Could you print each line of the material below exactly?
□ □ □ □ □
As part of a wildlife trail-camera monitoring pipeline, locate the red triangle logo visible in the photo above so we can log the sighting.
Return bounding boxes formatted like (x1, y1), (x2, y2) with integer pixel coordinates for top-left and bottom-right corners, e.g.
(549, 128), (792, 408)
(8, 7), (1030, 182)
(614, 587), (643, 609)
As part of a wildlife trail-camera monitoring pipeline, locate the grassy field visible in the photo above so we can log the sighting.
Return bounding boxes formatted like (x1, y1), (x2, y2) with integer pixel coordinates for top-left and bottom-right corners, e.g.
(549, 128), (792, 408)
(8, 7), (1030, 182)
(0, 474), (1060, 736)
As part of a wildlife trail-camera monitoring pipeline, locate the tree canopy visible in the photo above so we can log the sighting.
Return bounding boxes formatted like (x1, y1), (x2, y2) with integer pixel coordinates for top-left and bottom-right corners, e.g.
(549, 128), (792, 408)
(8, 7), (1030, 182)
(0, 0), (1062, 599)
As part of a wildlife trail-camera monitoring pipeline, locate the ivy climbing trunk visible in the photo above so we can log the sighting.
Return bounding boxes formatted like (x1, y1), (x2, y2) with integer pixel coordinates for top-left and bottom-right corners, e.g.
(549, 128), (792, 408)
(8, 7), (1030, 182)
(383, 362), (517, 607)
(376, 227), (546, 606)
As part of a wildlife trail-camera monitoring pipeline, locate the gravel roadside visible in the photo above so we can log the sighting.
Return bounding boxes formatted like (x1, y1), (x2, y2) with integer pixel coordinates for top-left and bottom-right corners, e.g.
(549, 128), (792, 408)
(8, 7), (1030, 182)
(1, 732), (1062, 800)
□ □ □ □ □
### WRITTEN SOLUTION
As part of a wildlife trail-camera monitoring pipeline, locate the red triangle logo visible in the photo above so we can log the sighting.
Return bounding boxes formatted like (x1, y1), (x2, y2) with integer pixel coordinates for top-left and bottom-right corners, e.g.
(549, 128), (792, 408)
(8, 7), (1030, 182)
(614, 587), (643, 609)
As part of a wildlife trail-camera monitoring pipeline, locate the grassy field visible in the photo above so we can log the sighting.
Return bounding boxes formatted like (x1, y1), (x2, y2) with integer pixel coordinates for top-left and bottom-right corners, e.g.
(549, 128), (792, 408)
(8, 7), (1030, 182)
(0, 474), (1060, 736)
As part of a wildlife trail-camera monitoring pipeline, locate the tree canopy visible in the photo above so we can log the sighting.
Return bounding boxes formatted like (x1, y1), (x2, y2) with integer pixel coordinates for top-left and bottom-right corners, e.g.
(549, 128), (792, 408)
(8, 7), (1030, 182)
(0, 0), (1062, 599)
As part of a wildlife trail-camera monitoring pipeline, locate the ivy climbing trunk visible in the photo above so we can log the sighting.
Return bounding boxes formatted like (x1, y1), (x2, y2) with integer pixel coordinates for top-left and bottom-right corners, e.g.
(549, 128), (792, 408)
(8, 7), (1030, 182)
(383, 362), (517, 607)
(376, 227), (546, 606)
As part of a wildlife trail-camera monitoring pipeline, locate the gravel roadside visible in the photo above so we can log the sighting.
Return bounding boxes formatted like (x1, y1), (x2, y2) with integer pixel coordinates for top-left and bottom-right corners, e.g.
(549, 128), (792, 408)
(8, 7), (1030, 182)
(1, 732), (1062, 800)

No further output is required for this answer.